* **TEXT EXTRACT**:
(begin)

Instead of these geometric approaches, Normaliz uses only the combinatorics of triangulations of cones. It forms the set of all pairs \((F,\delta )\) where F is a facet of \(\delta\), \(\delta \in \Delta\). Both components are encoded as 0–1-vectors that indicate the extreme rays of \(C^*\) spanning F and \(\delta\), respectively. From this set one must discard all pairs \((F,\delta )\) for which there exists a pair \((F,\delta ')\), \(\delta '\in \Delta\), \(\delta '\ne \delta\). In principle one could eliminate all F that appear a second time without remembering the “mother” \(\delta\), but \(\delta\) helps in several ways. The first is that one can store the hollow triangulation as a set of pairs \((\delta ,\phi (\delta ))\) where \(\phi (\delta )\) is a second 0–1-vector indicating those extreme rays of \(\delta\) whose omission yields a facet of the hollow triangulation.

In order not to blow up memory for large \(\Delta\), the pairs \((\delta ,\phi (\delta ))\) are computed in small portions controlled by “patterns”. Each pattern is an increasing sequence \((p_1,\ldots ,p_r)\) of indices, and it is required that the facet F satisfies the following condition: if \(q_1,\ldots , q_{d-1}\), \(d=\dim C^*\), are the indices of the extreme rays of F in ascending order, then \(q_i=p_i\) for \(i=1,\ldots ,r\).

4.2 Piggyback simplices

After the purely combinatorial computation of the hollow triangulation, arithmetic must be used in steps (3) and (4) above, namely in finding a generic linear form \(\omega \in C^*\) and then in the volume computation. Both tasks are accelerated significantly if one takes advantage of the fact that simplices G and \(G'\) of the star triangulation are in “piggyback” position to each other, if the facets F and \(F'\) of the hollow triangulation that define them belong to the same simplex \(\delta \in \Delta\). By “piggyback” position we mean that the simplices share a facet and lie on different sides of it, as indicated in Fig. 6.

(end)

* **RECORDED DATA**:

(begin)

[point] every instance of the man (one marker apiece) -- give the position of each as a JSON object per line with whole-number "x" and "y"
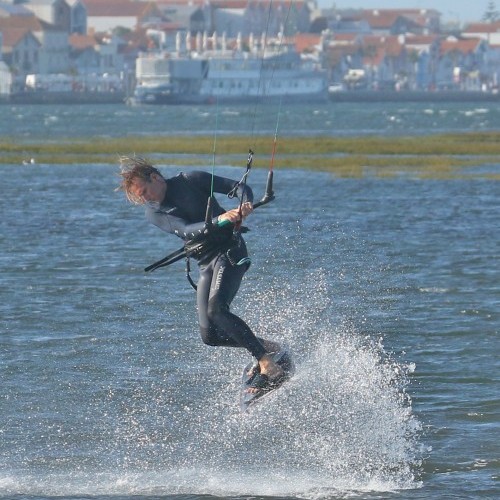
{"x": 178, "y": 205}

(end)

* **WORK TO BE COMPLETED**:
Update the Normaliz triangulation passage: write it out again from "4.2 Piggyback simplices" up to and including "indicated in Fig. 6.", replacing "hollow triangulation" with "boundary triangulation".

* **FULL SOLUTION**:
4.2 Piggyback simplices

After the purely combinatorial computation of the boundary triangulation, arithmetic must be used in steps (3) and (4) above, namely in finding a generic linear form \(\omega \in C^*\) and then in the volume computation. Both tasks are accelerated significantly if one takes advantage of the fact that simplices G and \(G'\) of the star triangulation are in “piggyback” position to each other, if the facets F and \(F'\) of the boundary triangulation that define them belong to the same simplex \(\delta \in \Delta\). By “piggyback” position we mean that the simplices share a facet and lie on different sides of it, as indicated in Fig. 6.